Globally non-communicable diseases (NCDs) which include cancer, cardiovascular diseases, diabetes and chronic respiratory diseases make the largest contribution to mortality; approximately 60% (35 million) of all deaths and have the greatest impact in low and middle income countries (28 million deaths) (1). Most of these deaths are from preventable causes: tobacco use, unhealthy diets, alcohol consumption and physical inactivity. In 2010 the International Council of Nurses (ICN) identified that nurses are well positioned to lead NCD prevention, care and treatment. The ICN have developed a website (www.growyourwellness.com) that has a variety of tool and resources to help nurses lead wellness including prevention and health promotion tools, health assessments, policy and advocacy and also a section on nurses’ own health.
The International Society of Nurses in Cancer Care (ISNCC) has strong leaders in the prevention and control of NCDs. Stella Bialous, current ISNCC president, with her colleague Linda Sarna have been advocates of tobacco cessation and the important role of nurses in helping smokers quit. They highlight tobacco cessation is incredibly important as it can lead to all four of the NCDs and have actively pursued capacity building of nurses in tobacco control. Of note, the ISNCC updated tobacco position statement was released in July 2014 and can be found at http://www.isncc.org/?page=Position_Statements. The ISNCC tobacco taskforce has been hosted in Eastern Europe (2012) and in China (2014) to increase nurses’ delivery of tobacco dependence treatment.

• [Data records]:
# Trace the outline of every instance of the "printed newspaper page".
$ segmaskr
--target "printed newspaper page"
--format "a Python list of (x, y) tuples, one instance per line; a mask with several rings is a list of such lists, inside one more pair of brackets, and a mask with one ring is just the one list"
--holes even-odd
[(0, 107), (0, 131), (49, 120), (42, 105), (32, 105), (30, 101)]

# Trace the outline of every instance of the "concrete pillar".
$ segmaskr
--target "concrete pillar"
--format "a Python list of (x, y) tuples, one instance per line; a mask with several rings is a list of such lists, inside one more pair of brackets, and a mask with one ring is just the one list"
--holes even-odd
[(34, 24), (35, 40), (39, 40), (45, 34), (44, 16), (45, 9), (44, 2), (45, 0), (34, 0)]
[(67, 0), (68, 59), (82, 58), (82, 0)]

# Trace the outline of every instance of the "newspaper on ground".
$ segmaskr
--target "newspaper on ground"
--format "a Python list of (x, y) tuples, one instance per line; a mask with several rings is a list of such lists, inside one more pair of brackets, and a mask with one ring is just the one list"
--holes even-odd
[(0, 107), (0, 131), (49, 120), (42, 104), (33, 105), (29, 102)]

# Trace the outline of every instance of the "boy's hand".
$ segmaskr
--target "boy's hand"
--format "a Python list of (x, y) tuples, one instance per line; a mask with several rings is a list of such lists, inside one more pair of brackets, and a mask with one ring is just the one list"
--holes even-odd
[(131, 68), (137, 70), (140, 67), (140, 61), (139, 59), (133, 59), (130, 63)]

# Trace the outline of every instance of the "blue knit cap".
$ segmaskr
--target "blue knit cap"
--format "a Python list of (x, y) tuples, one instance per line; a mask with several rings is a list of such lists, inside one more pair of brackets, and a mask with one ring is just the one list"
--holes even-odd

• [Exercise requirements]:
a. For the passage on nurses and non-communicable diseases, decide whether each statement agrees with it, answering yes or no and quoting the words that settle it: (i) Low and middle income countries account for the smallest share of NCD deaths. (ii) The ICN identified nurses as well positioned to lead NCD prevention in 2014. (iii) The ISNCC tobacco position statement was updated and released in July 2014.
b. Continue the passage on nurses and non-communicable diseases from its last sentence.

• [Results for each task]:
a.
(i) No: "have the greatest impact in low and middle income countries (28 million deaths)"
(ii) No: "In 2010 the International Council of Nurses (ICN) identified that nurses are well positioned to lead NCD prevention, care and treatment"
(iii) Yes: "the ISNCC updated tobacco position statement was released in July 2014"

b.
In 2014, at the World Cancer Leaders’ Summit, Sanchia Aranda, Past ISNCC president and current president of the Union for International Cancer Control, advocated for prevention strategies including higher tobacco taxes; implementation of prevention packages to improve diets and increase physical activity; development of effective workplace health promotion programs; and widespread vaccination programs, particularly in low-resource settings where routine screening and treatment services may not be available. Professor Aranda also spoke of the need for solutions that are accessible and affordable that deliver a return on investments for governments, particularly low and middle income countries where the burden of disease is greater and health services are not as well developed or resourced.
Nurses can play key roles in prevention and control of NCDs through key areas of policy, advocacy, research, education and clinical practice.
Do you feel prepared to contribute the prevention and control of NCDs?
Do you have the knowledge and skills to help patients, carers and their families modify their unhealthy behaviours to reduce their risk of developing one of the four key NCDs?
Will you be part of the solution?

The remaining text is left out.